--- The problem ---
Below, find each line holding "plastic" and state how many there are, using the number alone.

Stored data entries
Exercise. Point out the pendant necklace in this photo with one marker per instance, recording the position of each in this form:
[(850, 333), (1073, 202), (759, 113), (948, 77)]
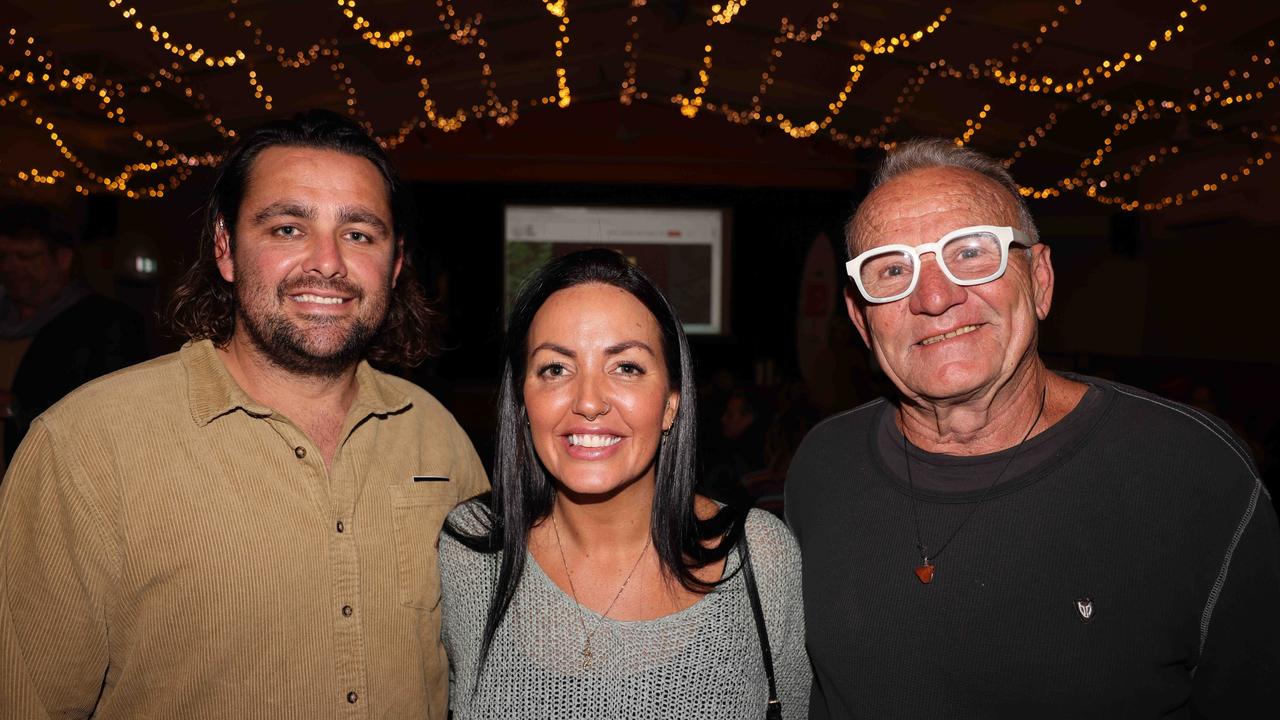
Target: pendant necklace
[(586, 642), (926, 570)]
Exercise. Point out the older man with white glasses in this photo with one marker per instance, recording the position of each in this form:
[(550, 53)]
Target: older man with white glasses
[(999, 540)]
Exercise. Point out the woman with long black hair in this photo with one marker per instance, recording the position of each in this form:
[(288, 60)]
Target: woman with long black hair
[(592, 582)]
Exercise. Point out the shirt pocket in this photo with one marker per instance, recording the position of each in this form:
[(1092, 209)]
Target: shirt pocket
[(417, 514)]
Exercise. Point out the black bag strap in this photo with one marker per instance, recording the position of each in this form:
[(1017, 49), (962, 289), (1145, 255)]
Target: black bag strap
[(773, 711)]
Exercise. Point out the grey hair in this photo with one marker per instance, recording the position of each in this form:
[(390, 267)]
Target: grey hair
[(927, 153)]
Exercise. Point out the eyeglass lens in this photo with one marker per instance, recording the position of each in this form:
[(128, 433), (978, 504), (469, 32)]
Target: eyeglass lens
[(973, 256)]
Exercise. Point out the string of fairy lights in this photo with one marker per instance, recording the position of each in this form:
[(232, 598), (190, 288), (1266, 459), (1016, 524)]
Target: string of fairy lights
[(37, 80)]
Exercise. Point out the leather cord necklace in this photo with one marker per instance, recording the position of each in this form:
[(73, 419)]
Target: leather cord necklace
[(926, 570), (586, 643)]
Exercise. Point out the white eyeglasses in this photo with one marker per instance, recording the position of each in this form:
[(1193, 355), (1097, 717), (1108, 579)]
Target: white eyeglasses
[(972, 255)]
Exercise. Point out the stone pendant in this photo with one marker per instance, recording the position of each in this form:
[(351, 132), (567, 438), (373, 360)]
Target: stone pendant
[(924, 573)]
* * *
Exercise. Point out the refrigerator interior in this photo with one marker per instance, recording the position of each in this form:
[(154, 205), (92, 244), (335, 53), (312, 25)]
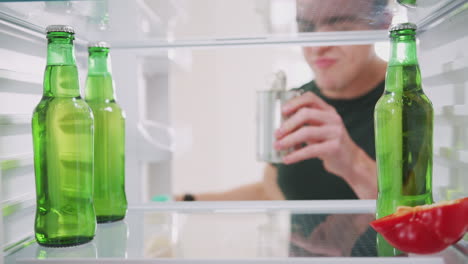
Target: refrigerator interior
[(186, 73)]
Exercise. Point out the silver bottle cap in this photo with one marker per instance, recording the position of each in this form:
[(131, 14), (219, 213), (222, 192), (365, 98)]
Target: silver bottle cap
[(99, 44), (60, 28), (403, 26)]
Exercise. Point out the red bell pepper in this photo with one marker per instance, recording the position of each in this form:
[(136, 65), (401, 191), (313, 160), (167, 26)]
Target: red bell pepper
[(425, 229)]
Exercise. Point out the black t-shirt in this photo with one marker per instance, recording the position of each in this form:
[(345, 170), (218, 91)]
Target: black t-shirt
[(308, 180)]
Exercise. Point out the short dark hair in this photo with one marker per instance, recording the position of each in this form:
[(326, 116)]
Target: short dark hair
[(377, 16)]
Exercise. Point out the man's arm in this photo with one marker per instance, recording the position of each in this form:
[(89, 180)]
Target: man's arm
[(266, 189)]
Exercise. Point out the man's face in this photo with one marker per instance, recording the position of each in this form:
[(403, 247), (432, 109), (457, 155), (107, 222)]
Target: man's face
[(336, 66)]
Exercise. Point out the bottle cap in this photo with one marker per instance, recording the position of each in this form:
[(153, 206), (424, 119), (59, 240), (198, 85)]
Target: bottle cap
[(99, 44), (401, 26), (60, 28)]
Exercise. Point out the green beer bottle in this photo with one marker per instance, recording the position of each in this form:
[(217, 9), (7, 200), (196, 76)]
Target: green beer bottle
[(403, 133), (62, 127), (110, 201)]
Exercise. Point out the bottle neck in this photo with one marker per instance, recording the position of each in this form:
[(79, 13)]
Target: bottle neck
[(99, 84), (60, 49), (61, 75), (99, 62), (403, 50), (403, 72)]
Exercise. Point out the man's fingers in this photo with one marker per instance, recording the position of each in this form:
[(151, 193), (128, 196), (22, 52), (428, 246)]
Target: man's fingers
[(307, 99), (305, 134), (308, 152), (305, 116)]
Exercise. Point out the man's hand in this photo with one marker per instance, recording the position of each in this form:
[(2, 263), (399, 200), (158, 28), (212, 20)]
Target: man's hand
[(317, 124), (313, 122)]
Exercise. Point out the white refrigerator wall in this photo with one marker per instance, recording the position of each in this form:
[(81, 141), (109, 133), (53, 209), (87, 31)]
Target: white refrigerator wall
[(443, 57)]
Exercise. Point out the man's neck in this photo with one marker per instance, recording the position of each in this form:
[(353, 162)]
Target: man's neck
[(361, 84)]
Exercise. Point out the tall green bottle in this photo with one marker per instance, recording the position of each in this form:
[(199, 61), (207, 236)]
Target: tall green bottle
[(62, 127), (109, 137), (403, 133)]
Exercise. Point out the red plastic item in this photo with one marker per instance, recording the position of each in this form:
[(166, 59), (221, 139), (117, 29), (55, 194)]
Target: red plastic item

--- Worked solution ---
2